- [PROBLEM DETAILS]: Exactly as written, print each record in the listing.

- [DATA EXCERPTS]:
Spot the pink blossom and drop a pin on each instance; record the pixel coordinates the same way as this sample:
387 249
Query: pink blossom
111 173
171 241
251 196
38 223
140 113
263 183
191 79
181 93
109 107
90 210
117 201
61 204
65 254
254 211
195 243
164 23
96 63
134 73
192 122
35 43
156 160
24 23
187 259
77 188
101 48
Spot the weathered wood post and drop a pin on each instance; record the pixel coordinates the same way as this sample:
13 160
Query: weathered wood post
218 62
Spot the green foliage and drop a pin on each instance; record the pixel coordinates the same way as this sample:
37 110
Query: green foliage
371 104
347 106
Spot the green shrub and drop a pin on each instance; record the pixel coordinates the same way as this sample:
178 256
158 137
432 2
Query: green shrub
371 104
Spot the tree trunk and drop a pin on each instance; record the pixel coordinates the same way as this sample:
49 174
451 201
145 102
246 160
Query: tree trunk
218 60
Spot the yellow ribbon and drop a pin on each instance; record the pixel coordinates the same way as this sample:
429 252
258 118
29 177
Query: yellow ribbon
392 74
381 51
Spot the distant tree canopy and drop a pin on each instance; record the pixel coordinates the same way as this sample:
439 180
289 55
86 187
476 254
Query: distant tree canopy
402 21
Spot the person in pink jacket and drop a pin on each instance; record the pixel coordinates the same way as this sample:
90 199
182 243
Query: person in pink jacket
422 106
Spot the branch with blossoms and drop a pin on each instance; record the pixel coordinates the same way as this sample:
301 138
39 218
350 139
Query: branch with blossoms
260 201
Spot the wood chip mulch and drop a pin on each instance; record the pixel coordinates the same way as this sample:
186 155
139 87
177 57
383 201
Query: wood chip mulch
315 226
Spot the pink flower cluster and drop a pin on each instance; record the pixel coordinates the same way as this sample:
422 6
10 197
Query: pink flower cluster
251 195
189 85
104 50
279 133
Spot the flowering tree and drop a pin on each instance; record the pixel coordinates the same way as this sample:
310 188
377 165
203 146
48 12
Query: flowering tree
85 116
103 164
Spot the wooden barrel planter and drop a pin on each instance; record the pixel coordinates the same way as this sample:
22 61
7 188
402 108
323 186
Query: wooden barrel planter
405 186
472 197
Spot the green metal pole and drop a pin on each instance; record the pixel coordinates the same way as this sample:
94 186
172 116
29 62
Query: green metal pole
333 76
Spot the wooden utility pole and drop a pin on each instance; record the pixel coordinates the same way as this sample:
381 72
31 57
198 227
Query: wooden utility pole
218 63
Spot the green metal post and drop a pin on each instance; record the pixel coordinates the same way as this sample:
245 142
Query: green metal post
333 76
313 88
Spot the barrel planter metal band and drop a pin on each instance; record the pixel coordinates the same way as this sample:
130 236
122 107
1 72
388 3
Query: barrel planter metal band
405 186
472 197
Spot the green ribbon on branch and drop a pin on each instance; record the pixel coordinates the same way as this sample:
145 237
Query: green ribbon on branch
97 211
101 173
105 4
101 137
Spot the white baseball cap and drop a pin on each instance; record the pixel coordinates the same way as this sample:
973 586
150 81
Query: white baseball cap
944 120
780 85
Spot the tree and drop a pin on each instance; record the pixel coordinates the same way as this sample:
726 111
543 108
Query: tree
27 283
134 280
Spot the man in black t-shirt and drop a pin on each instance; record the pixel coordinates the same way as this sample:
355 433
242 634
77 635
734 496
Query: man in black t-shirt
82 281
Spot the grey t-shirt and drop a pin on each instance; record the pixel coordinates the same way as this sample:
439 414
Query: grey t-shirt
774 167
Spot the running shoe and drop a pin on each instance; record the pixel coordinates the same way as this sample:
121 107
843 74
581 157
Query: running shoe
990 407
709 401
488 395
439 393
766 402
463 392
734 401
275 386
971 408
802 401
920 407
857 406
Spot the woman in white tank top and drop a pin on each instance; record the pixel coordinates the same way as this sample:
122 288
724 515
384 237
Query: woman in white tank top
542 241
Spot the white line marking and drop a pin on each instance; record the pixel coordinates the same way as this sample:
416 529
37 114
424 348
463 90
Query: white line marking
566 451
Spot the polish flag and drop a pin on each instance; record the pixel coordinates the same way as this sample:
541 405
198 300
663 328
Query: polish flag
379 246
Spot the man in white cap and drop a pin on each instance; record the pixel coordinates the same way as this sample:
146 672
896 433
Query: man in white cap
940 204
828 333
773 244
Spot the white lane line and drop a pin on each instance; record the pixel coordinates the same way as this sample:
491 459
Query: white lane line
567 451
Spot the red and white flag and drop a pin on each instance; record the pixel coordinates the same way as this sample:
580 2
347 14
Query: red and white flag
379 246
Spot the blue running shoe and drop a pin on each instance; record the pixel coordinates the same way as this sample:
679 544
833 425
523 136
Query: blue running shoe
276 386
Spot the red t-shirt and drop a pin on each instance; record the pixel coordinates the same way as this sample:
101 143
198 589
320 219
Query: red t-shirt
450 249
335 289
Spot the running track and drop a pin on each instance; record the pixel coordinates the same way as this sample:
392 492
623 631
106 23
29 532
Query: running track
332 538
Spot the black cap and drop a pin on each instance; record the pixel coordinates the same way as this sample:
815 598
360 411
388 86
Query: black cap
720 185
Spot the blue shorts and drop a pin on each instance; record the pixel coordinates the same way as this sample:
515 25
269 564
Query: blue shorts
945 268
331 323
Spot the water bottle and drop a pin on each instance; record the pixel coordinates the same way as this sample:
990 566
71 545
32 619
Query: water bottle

- [EXERCISE OUTPUT]:
Spot the pink blossom and drop a pin on each instance; record the pixel coordinates the same way as this sample:
387 249
Query: pink blossom
111 173
171 241
251 196
38 223
140 113
263 183
191 79
181 93
109 107
90 210
117 201
61 204
65 254
254 211
195 243
164 23
96 63
134 73
192 122
35 43
156 160
24 23
187 259
77 188
101 48
Spot the weathered wood post and drop a pin on each instance; record the pixel coordinates the same way as this sample:
13 160
Query: weathered wood post
218 62
Spot the green foliage and drop a pin on each instance; record the pixel coordinates the same way as this sample:
37 110
Query: green foliage
371 104
347 106
Spot the green shrub and drop a pin on each instance; record the pixel coordinates the same way as this sample:
178 256
158 137
432 2
Query: green shrub
371 104
Spot the tree trunk and drop a pin on each instance; record the pixel coordinates the same way as this sample:
49 174
451 201
145 102
246 160
Query: tree trunk
218 60
Spot the yellow ribbon and drop a pin on each instance; record the pixel coordinates the same way as this sample:
429 252
258 118
29 177
Query: yellow ribbon
392 74
381 51
Spot the distant tree canopy and drop a pin on each instance; record the pixel coordinates the same way as this sample:
439 180
289 55
86 187
476 254
Query: distant tree canopy
402 21
Spot the person in pink jacket and drop a pin on each instance; record the pixel coordinates the same way as this sample:
90 199
182 243
Query: person in pink jacket
422 106
Spot the branch with blossoms and drop a pin on each instance; record the pixel coordinates the same way as this sample:
301 138
39 218
350 139
Query: branch with blossoms
260 201
Spot the wood chip mulch and drop a pin on each instance; record the pixel coordinates the same way as this sample:
186 155
139 87
177 57
383 201
Query: wood chip mulch
315 226
Spot the pink flower cluster and drop a pin on each instance; record the pixel coordinates the same way as this sample:
422 6
10 197
Query: pink flower cluster
251 195
189 85
104 50
279 133
Spot the flowering tree and drop a pin on each instance; record the pixel coordinates the same way as this sample:
310 188
377 165
203 146
48 12
Query: flowering tree
85 116
103 164
Spot the wooden barrel planter and drop a pin on each instance; record the pixel coordinates the same way as this sample:
22 61
7 188
402 108
323 186
Query: wooden barrel planter
405 186
472 197
Spot the green metal pole and drop a pin on each instance; record the pixel coordinates the same way as this sample:
94 186
172 116
29 62
Query: green metal pole
333 76
Spot the wooden utility pole and drop a pin on each instance; record the pixel coordinates the same way as this sample:
381 72
31 57
198 227
Query: wooden utility pole
218 63
Spot the green metal post and drop a pin on each instance; record the pixel coordinates the same way as this sample:
245 142
Query: green metal post
333 76
313 88
Spot the barrel planter metal band and drop a pin on each instance; record the pixel coordinates the same way as this sample:
130 236
122 107
1 72
388 3
Query: barrel planter metal band
405 186
472 197
Spot the green ribbon on branch and drop a pin on each instance; record the pixel coordinates the same way as this sample:
145 237
Query: green ribbon on branch
97 211
101 173
105 4
101 137
Spot the white baseball cap and drop a pin on each instance; record the pixel coordinates the same way as this sample:
973 586
150 81
Query: white baseball cap
944 120
780 85
Spot the tree and drop a pin on each instance; record the pixel coordinates the same way as this sample:
726 111
543 108
Query: tree
27 283
134 280
Spot the man in black t-shirt and drop a pin on each instance; record the pixel coordinates the same way as this sample:
355 433
242 634
77 635
734 496
Query: man in black t-shirt
82 281
Spot the grey t-shirt and drop a pin on each instance; record the pixel coordinates the same way as this sample:
439 414
Query: grey t-shirt
774 167
Spot the running shoe and drop a pin on each instance; record the pixel coordinates the same way as this sample:
121 107
843 74
581 157
Query: running shoe
990 407
709 401
488 395
439 393
766 402
463 392
734 401
275 386
971 408
802 401
920 407
857 406
Spot the woman in white tank top and drop a pin on each instance; record the pixel coordinates the same way as this sample:
122 288
724 515
384 237
Query: woman in white tank top
542 241
Spot the white line marking and drop a pin on each instance; record the pixel coordinates the same way as this sample:
416 529
37 114
424 348
463 90
Query: white line marking
566 451
Spot the polish flag and drop a pin on each instance; record the pixel coordinates the same way as this sample:
541 405
198 300
663 328
Query: polish flag
379 246
Spot the man in white cap and drop a pin on each instance; record the pixel coordinates the same way as this sample:
146 672
896 433
Query: man in white cap
940 204
828 333
773 244
Spot the white lane line and drop a pin on each instance; record the pixel coordinates the same way as this sample:
491 459
Query: white lane line
567 451
Spot the red and white flag and drop a pin on each instance; record the pixel coordinates the same way as this sample:
580 2
347 14
Query: red and white flag
379 246
Spot the blue running shoe and drop a pin on each instance; record the pixel coordinates the same way as this sample:
679 544
833 425
523 136
Query: blue running shoe
276 386
Spot the red t-shirt and drop a pin on each instance; record the pixel coordinates the same way as this sample:
101 143
198 589
320 219
Query: red t-shirt
450 249
335 289
Spot the running track and drop a pin on each instance; record the pixel coordinates the same way as this sample:
392 492
623 631
106 23
29 532
Query: running track
332 538
Spot the black cap and drop a pin on each instance; record the pixel coordinates the same way as this sample:
815 598
360 411
388 86
Query: black cap
720 185
Spot the blue shorts and drop a pin on each instance; record the pixel coordinates the same way as this sample:
515 25
269 564
Query: blue shorts
945 268
331 323
Spot the water bottle and drop a pin on each instance; record the pixel coordinates the same way as this sample:
990 566
71 545
32 619
Query: water bottle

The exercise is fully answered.